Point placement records
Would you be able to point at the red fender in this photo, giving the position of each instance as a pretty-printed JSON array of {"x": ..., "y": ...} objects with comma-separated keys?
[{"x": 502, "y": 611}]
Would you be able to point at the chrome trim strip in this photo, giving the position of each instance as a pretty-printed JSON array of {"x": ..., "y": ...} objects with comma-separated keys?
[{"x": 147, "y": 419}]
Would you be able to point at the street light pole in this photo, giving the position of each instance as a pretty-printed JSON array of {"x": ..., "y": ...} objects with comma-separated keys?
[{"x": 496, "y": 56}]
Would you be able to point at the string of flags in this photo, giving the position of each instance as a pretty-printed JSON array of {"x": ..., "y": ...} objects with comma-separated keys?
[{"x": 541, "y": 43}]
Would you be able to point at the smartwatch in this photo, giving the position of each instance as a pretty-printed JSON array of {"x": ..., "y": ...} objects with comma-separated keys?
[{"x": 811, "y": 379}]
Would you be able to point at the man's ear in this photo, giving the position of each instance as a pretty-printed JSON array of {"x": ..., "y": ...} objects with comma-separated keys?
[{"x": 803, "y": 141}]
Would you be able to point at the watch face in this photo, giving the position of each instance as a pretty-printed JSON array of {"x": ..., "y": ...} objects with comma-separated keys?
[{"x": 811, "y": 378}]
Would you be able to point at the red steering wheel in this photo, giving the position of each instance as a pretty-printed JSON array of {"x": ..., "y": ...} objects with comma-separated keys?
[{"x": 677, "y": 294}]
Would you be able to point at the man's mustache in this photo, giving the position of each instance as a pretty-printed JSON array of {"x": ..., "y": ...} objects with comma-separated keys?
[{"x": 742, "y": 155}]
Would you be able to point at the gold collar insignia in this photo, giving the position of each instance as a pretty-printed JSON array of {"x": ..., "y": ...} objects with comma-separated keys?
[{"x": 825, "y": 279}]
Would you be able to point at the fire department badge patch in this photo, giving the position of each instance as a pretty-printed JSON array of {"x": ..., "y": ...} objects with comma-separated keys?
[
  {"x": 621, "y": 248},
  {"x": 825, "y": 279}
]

> [WORK REQUIRED]
Reproduce each line of the material above precisely.

> [THE OUTPUT]
Would you be able to point at the red fender in this photo, giving the position of each instance as a pretty-printed JSON array of {"x": ..., "y": ...} objects with comma-separated keys?
[{"x": 502, "y": 611}]
Would you be able to point at the chrome trim strip in this photo, giving the position of each instance as a pretty-printed JSON array of {"x": ..., "y": ...} objects with comma-separated keys?
[{"x": 147, "y": 419}]
Would you be able to point at the street light pole in this photo, giving the position of each instance as a pretty-printed JSON array of {"x": ..., "y": ...} objects with comma-separated keys?
[{"x": 496, "y": 56}]
Would you be able to point at the string of flags in this photo, giving the position of each instance as a pretty-printed JSON array of {"x": ..., "y": ...} objects with comma-separated keys?
[{"x": 541, "y": 43}]
Would you be able to point at the smartwatch in this photo, giving the position of each instance as a pretty-printed JSON array of {"x": ..., "y": ...} objects with comma-separated keys?
[{"x": 811, "y": 379}]
Would you be able to point at the man's ear in this photo, giving the position of each instance as a pretty-printed JSON array of {"x": ..., "y": ...} objects with comma-separated keys?
[{"x": 803, "y": 141}]
Would you be able to point at the watch face in this photo, giving the position of each instance as a pretty-printed JSON array of {"x": ..., "y": ...} objects with comma-separated keys?
[{"x": 811, "y": 378}]
Would you be able to point at the red steering wheel in this photo, giving the position of each instance as a pretty-printed JSON array of {"x": ..., "y": ...} objects with comma-separated keys?
[{"x": 677, "y": 294}]
Would you be able to point at the man's mustache in this photo, giving the position of each instance as a pretty-printed JSON array of {"x": ..., "y": ...} objects with comma-separated keys?
[{"x": 742, "y": 155}]
Would you be able to point at the gold collar insignia in this photo, giving the position of each instance as a pretty-printed JSON array of {"x": ..., "y": ...} objects with comma-separated keys?
[{"x": 825, "y": 279}]
Would you be able to point at the fire department badge patch in this photo, giving the position of each instance as a pretty-printed JSON array of {"x": ..., "y": ...} objects with comma-separated keys?
[
  {"x": 621, "y": 248},
  {"x": 825, "y": 279}
]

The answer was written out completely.